- _YOUR INSTRUCTIONS_: Every picture should be left out, but the lines below must be repeated exactly.

Items from a data source:
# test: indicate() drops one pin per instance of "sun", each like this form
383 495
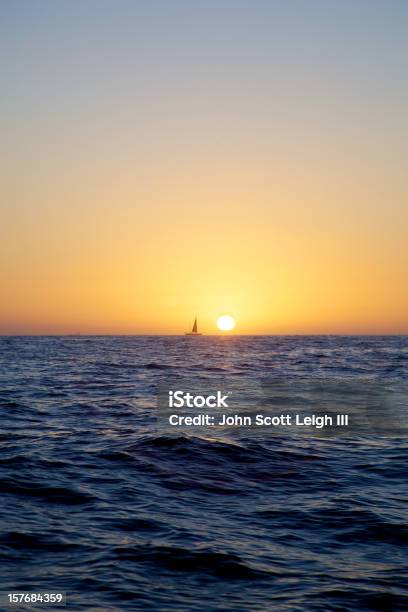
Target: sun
225 322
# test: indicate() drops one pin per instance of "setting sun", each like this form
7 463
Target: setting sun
225 323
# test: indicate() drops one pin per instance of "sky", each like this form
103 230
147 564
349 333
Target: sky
161 159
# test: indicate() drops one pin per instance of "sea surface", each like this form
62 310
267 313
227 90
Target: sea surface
98 502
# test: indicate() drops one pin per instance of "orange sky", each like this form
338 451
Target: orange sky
182 177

- _EXERCISE SOLUTION_:
# test: indicate() drops one pin per instance of "sun", each like this form
383 495
Target: sun
225 322
# test: indicate() drops one pin per instance of "setting sun", each like this form
7 463
Target: setting sun
225 323
# test: indicate() drops one pin per instance of "sky", each like this form
103 230
147 564
349 333
Target: sky
161 159
# test: indicate() drops one pin per instance of "sea surface", each like this form
62 310
267 313
227 90
Target: sea surface
98 502
# test: indicate() drops one pin per instance of "orange sky", each like this form
338 451
Target: orange sky
182 177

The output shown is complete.